Set every record down again, identical to the original.

(Excerpts from a dataset)
====================

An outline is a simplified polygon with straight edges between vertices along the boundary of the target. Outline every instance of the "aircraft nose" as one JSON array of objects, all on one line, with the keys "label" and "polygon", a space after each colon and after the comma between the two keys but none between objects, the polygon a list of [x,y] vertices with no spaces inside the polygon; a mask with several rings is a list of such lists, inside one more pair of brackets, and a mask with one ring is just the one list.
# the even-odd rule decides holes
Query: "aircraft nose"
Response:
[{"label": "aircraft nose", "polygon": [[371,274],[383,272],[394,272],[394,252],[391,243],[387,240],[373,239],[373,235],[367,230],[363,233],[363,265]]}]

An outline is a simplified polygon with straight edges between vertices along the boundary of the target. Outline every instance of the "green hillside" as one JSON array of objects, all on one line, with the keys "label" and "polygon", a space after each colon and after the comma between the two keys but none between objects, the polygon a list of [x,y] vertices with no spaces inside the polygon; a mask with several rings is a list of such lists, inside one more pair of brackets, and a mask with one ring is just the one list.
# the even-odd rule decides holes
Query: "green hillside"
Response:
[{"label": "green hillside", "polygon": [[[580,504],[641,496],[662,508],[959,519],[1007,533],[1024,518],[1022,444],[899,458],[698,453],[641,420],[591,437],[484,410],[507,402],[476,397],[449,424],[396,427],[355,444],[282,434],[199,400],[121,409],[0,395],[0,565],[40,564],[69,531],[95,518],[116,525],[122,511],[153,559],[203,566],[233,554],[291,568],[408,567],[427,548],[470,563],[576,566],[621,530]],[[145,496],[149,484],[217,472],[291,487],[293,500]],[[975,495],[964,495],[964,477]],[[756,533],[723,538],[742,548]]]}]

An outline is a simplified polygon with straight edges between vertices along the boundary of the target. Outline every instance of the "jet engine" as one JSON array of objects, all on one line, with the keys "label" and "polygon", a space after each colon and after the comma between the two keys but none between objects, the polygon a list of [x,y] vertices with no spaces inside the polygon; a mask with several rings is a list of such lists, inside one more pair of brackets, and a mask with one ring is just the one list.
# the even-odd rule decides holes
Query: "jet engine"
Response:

====================

__REPLY__.
An outline is a simplified polygon with straight edges between vertices along the boundary of the target. Outline every instance of the "aircraft nose" as one JSON array of objects, all on one line, with the keys "label" and "polygon", a space after each colon and after the comma between the two keys but none between objects, the polygon a list of [x,y] vertices with no spaces inside the polygon; a mask with several rings is a list of such lists, inside one more pair of brackets, and a mask with one ring is just the one list.
# the even-odd rule decides holes
Query: "aircraft nose"
Response:
[{"label": "aircraft nose", "polygon": [[371,274],[383,272],[394,272],[394,252],[391,243],[387,240],[373,239],[373,235],[367,230],[363,233],[363,265]]}]

An outline is a simplified polygon with straight edges between vertices along the boundary of the target. Outline every instance of the "green hillside" as one JSON array of objects, all on one line, with the keys "label" and "polygon", a space after each colon and after the comma between the two keys but none between objects, the polygon a list of [x,y] vertices with no spaces inside the polygon; a mask with several rings is a list of such lists, inside one more pair of brackets, and a mask with one ring is just the one list.
# the even-odd rule decides holes
Query: "green hillside"
Response:
[{"label": "green hillside", "polygon": [[[580,504],[641,496],[662,508],[959,519],[1007,533],[1024,518],[1022,444],[899,458],[698,453],[641,420],[591,437],[484,410],[507,402],[476,397],[449,424],[396,427],[355,444],[282,434],[199,400],[121,409],[0,395],[0,565],[40,564],[69,531],[95,518],[116,525],[122,511],[153,559],[203,566],[233,554],[291,568],[408,567],[427,548],[470,563],[576,566],[621,530]],[[145,496],[149,484],[217,472],[291,487],[293,500]],[[975,495],[964,495],[964,477]],[[756,533],[723,538],[742,548]]]}]

An outline is a simplified polygon with straight edges between vertices along the boundary of the target. Outline every instance of the "jet engine" as one JSON array of objects, all on one line, with the keys "label" and "polygon", a space after each colon and after the comma between the two keys but none between objects, the polygon a list of [x,y] vertices with no spaces inside the polygon; a mask with several rings is a list of such lists, inside one more pair of brackets, and a mask with one ring is just the one list.
# the even-odd rule decides holes
Query: "jet engine"
Response:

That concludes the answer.